>> start
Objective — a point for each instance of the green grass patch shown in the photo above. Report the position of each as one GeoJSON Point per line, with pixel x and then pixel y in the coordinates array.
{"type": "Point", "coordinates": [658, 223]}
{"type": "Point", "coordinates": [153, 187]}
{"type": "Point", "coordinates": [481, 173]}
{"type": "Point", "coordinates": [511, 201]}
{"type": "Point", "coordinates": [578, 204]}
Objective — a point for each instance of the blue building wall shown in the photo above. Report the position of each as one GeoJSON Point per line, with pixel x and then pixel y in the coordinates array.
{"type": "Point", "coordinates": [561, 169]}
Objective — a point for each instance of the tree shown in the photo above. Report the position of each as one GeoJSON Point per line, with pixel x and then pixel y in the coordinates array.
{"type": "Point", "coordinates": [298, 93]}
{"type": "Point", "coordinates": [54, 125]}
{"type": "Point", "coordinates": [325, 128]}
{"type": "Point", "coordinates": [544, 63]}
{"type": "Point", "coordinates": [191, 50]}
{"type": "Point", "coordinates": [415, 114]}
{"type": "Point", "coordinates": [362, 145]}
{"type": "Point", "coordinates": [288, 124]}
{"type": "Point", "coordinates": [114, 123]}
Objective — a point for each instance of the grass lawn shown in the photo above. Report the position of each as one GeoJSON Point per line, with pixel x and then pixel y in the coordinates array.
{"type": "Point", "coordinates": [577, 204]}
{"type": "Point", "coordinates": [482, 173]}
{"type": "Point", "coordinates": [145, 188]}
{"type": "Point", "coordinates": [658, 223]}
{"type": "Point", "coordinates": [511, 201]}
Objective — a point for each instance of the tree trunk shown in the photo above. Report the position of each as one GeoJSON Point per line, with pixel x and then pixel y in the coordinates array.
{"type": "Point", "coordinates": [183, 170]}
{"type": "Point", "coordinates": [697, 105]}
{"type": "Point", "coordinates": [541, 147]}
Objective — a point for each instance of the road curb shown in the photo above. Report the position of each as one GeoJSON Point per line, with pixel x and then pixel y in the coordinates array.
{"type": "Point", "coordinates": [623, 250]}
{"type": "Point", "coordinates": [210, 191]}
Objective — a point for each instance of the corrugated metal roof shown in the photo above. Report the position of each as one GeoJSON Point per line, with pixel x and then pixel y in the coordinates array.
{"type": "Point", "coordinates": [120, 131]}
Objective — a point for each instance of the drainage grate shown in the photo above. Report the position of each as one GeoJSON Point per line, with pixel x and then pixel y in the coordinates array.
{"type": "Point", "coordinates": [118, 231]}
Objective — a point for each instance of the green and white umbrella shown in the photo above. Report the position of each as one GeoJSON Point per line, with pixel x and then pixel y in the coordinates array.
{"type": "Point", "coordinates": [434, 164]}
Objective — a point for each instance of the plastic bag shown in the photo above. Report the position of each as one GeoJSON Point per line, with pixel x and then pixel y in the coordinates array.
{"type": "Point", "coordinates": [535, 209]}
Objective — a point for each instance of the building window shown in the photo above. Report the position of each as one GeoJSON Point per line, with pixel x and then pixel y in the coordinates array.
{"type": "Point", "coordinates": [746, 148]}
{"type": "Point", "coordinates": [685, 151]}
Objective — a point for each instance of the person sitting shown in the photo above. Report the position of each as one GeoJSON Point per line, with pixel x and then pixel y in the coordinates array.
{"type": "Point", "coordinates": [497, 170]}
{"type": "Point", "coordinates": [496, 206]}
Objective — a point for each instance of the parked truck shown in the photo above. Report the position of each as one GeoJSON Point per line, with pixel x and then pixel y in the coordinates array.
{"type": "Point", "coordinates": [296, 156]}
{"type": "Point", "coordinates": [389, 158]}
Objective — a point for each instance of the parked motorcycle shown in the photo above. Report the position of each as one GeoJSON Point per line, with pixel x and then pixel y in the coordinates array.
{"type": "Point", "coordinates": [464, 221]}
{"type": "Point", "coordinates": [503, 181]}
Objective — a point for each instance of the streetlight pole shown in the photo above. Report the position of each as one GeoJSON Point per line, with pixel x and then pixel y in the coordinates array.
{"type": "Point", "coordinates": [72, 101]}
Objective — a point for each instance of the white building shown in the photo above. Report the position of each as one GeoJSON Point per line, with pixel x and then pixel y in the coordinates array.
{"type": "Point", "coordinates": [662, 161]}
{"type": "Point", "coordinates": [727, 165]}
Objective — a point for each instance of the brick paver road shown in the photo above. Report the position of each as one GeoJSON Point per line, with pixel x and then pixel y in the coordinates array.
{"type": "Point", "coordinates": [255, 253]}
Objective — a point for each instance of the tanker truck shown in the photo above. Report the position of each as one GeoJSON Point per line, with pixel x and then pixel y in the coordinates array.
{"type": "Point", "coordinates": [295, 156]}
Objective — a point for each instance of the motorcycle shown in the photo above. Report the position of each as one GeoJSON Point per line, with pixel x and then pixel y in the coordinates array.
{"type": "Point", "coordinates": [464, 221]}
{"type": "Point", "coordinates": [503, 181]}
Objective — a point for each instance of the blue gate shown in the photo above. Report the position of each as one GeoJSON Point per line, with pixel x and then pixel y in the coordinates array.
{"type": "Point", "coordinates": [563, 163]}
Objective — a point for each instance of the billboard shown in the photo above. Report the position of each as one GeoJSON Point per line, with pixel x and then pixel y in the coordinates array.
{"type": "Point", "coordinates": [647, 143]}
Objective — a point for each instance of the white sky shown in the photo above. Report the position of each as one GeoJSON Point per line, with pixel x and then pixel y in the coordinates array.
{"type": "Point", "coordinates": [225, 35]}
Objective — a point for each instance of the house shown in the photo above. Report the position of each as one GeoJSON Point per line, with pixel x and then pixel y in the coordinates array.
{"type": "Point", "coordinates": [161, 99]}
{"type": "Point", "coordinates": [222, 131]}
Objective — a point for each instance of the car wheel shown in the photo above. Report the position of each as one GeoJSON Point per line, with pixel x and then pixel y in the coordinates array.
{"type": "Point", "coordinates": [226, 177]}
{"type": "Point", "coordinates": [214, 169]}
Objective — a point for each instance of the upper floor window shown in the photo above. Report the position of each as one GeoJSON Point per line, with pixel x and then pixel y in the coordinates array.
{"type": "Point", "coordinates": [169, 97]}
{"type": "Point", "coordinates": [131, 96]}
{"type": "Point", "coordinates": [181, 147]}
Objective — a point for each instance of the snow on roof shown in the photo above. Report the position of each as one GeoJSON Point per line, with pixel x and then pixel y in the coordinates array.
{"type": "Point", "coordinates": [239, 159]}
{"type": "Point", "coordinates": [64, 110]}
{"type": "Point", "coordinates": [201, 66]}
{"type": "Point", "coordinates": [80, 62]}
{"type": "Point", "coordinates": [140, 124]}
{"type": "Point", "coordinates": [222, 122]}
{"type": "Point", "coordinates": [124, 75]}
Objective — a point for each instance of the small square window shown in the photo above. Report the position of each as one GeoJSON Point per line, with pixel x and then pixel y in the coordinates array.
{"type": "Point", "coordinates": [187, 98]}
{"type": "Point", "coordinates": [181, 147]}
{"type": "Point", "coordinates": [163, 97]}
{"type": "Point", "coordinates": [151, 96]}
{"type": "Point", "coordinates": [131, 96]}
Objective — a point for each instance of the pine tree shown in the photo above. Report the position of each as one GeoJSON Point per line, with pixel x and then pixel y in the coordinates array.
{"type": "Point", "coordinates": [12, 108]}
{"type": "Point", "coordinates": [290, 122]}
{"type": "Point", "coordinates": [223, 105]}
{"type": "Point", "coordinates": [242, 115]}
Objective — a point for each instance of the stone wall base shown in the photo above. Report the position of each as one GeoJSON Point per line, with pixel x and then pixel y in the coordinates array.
>> end
▶ [WHAT YOU HAVE TO DO]:
Give all the entries again exactly; leave none out.

▶ [TASK ANSWER]:
Objective — a point for each instance of the green grass patch shown in the photo above. Report the position of each as one GeoJSON Point per line, with pixel x and then pixel y in the coordinates array.
{"type": "Point", "coordinates": [658, 223]}
{"type": "Point", "coordinates": [153, 187]}
{"type": "Point", "coordinates": [481, 173]}
{"type": "Point", "coordinates": [511, 201]}
{"type": "Point", "coordinates": [578, 204]}
Objective — a point for each instance of the blue building wall shown in the photo above. Report the position of each as one GeoJSON Point per line, with pixel x and then pixel y in the coordinates array.
{"type": "Point", "coordinates": [561, 169]}
Objective — a point for each instance of the tree shown in the photo above. Report the position of each as one GeoJSON Point per line, with pixel x and then pixel y in the coordinates array.
{"type": "Point", "coordinates": [298, 93]}
{"type": "Point", "coordinates": [54, 125]}
{"type": "Point", "coordinates": [325, 128]}
{"type": "Point", "coordinates": [544, 63]}
{"type": "Point", "coordinates": [191, 50]}
{"type": "Point", "coordinates": [415, 114]}
{"type": "Point", "coordinates": [362, 145]}
{"type": "Point", "coordinates": [288, 124]}
{"type": "Point", "coordinates": [114, 123]}
Objective — a point for each instance of the grass lawn shown in the photo above. Report the position of each as one GeoJSON Point per line, with pixel x and then pixel y in the coordinates array.
{"type": "Point", "coordinates": [577, 204]}
{"type": "Point", "coordinates": [482, 173]}
{"type": "Point", "coordinates": [145, 188]}
{"type": "Point", "coordinates": [658, 223]}
{"type": "Point", "coordinates": [511, 201]}
Objective — a point for each instance of the tree trunk shown in the photo above. Report the position of each as one GeoJSON Point per line, with pixel x and then pixel y in the coordinates array.
{"type": "Point", "coordinates": [183, 170]}
{"type": "Point", "coordinates": [697, 105]}
{"type": "Point", "coordinates": [541, 147]}
Objective — a point for each instance of the road curb shown in the photo above. Report the position of each as one GeoJSON Point per line, with pixel x and then pixel y in the coordinates array.
{"type": "Point", "coordinates": [623, 250]}
{"type": "Point", "coordinates": [210, 191]}
Objective — a point for each instance of the corrugated metal roof shown in the photo above. Report the position of each as one GeoJSON Point per line, with pixel x and then pixel y in the coordinates array.
{"type": "Point", "coordinates": [120, 131]}
Objective — a point for each instance of the drainage grate shown in the photo above. Report the position of each as one GeoJSON Point per line, with pixel x and then pixel y in the coordinates array.
{"type": "Point", "coordinates": [118, 231]}
Objective — a point for each instance of the green and white umbrella shown in the photo above. Report the position of each as one GeoJSON Point per line, with pixel x and then pixel y in the coordinates array.
{"type": "Point", "coordinates": [434, 164]}
Objective — a point for each instance of the plastic bag shown in the photo above. Report the position of each as one GeoJSON Point per line, with pixel x and then pixel y in the coordinates array.
{"type": "Point", "coordinates": [535, 209]}
Objective — a point for each instance of the building window shown in the photo above. Report the position of each as one GeoJSON Point per line, with pixel x and then pixel y in the coordinates array.
{"type": "Point", "coordinates": [746, 148]}
{"type": "Point", "coordinates": [685, 151]}
Objective — a point for each instance of the person sitting shown in the photo above. Report the position of each as one GeoJSON Point per line, with pixel x and then pixel y in the coordinates array.
{"type": "Point", "coordinates": [497, 170]}
{"type": "Point", "coordinates": [496, 206]}
Objective — a point for each instance of the parked truck shown in the photo above. Report the position of each as one GeoJSON Point per line, with pixel x and then pixel y in the coordinates array.
{"type": "Point", "coordinates": [296, 156]}
{"type": "Point", "coordinates": [389, 158]}
Objective — a point for each instance of the parked motorcycle shown in the photo above. Report the position of each as one GeoJSON Point per line, with pixel x and then pixel y in the coordinates array.
{"type": "Point", "coordinates": [464, 221]}
{"type": "Point", "coordinates": [503, 181]}
Objective — a point for each instance of the streetlight pole shown in the photo above. Report the position of each as one GeoJSON Point per line, with pixel x and then pixel y in the coordinates array.
{"type": "Point", "coordinates": [72, 101]}
Objective — a point for each instance of the white building shown in the photo above. Report the position of each as one GeoJSON Point per line, with pixel x and then pixel y in the coordinates array.
{"type": "Point", "coordinates": [662, 161]}
{"type": "Point", "coordinates": [727, 165]}
Objective — a point for each instance of the brick paver road shown in the photo above. Report the position of each as one GeoJSON Point per line, with pixel x and then pixel y in the coordinates array.
{"type": "Point", "coordinates": [255, 253]}
Objective — a point for each instance of the tanker truck shown in the photo above. Report the position of each as one GeoJSON Point per line, with pixel x and then pixel y in the coordinates array.
{"type": "Point", "coordinates": [295, 156]}
Objective — a point for each instance of the motorcycle shown in the photo above. Report the position of each as one GeoJSON Point per line, with pixel x and then pixel y in the coordinates array.
{"type": "Point", "coordinates": [464, 221]}
{"type": "Point", "coordinates": [503, 181]}
Objective — a point for each instance of the blue gate shown in the photo above. Report the position of each as one GeoJSON Point per line, with pixel x and then pixel y in the coordinates array.
{"type": "Point", "coordinates": [563, 163]}
Objective — a point for each instance of the billboard shown in the photo above. Report the position of each as one GeoJSON Point per line, with pixel x and then pixel y in the coordinates array.
{"type": "Point", "coordinates": [647, 143]}
Objective — a point for each instance of the white sky shown in the photo above. Report the position of each as one GeoJSON Point per line, with pixel x and then pixel y in the coordinates array.
{"type": "Point", "coordinates": [225, 35]}
Objective — a point for each instance of the house shown in the photo above. Report the position of each as one GeoJSON Point per line, with pixel x and then pixel y in the coordinates array.
{"type": "Point", "coordinates": [161, 99]}
{"type": "Point", "coordinates": [222, 131]}
Objective — a point for each instance of the car wheel shown in the photo above. Report the position of each as one GeoJSON Point per line, with pixel x and then pixel y in the coordinates array.
{"type": "Point", "coordinates": [226, 177]}
{"type": "Point", "coordinates": [214, 169]}
Objective — a point for each instance of the upper floor window shown in the photo above. Report the position of each as one GeoJSON Point per line, with pixel x and then pixel y in the coordinates array.
{"type": "Point", "coordinates": [169, 97]}
{"type": "Point", "coordinates": [131, 96]}
{"type": "Point", "coordinates": [181, 147]}
Objective — a point for each instance of the snow on roof shown in the photo above. Report the position of each as one GeoJSON Point per line, with pixel x and then pixel y in the coordinates array.
{"type": "Point", "coordinates": [239, 159]}
{"type": "Point", "coordinates": [64, 110]}
{"type": "Point", "coordinates": [201, 66]}
{"type": "Point", "coordinates": [80, 62]}
{"type": "Point", "coordinates": [140, 124]}
{"type": "Point", "coordinates": [222, 122]}
{"type": "Point", "coordinates": [124, 75]}
Objective — a point for each instance of the small square window shown in the photo above. Report the position of each as one GeoJSON Point per line, with pixel x and then pixel y in the coordinates array.
{"type": "Point", "coordinates": [187, 98]}
{"type": "Point", "coordinates": [181, 147]}
{"type": "Point", "coordinates": [163, 97]}
{"type": "Point", "coordinates": [151, 96]}
{"type": "Point", "coordinates": [131, 96]}
Objective — a point for each instance of the pine tree shown in the photo above. Report the position of each as one GeoJSON Point per line, with pixel x and then pixel y in the coordinates array.
{"type": "Point", "coordinates": [12, 108]}
{"type": "Point", "coordinates": [290, 122]}
{"type": "Point", "coordinates": [223, 105]}
{"type": "Point", "coordinates": [242, 115]}
Objective — a point for each instance of the stone wall base shown in the photo above. Report the position of each as one GeoJSON Point per line, with pixel x and then pixel y in the coordinates array.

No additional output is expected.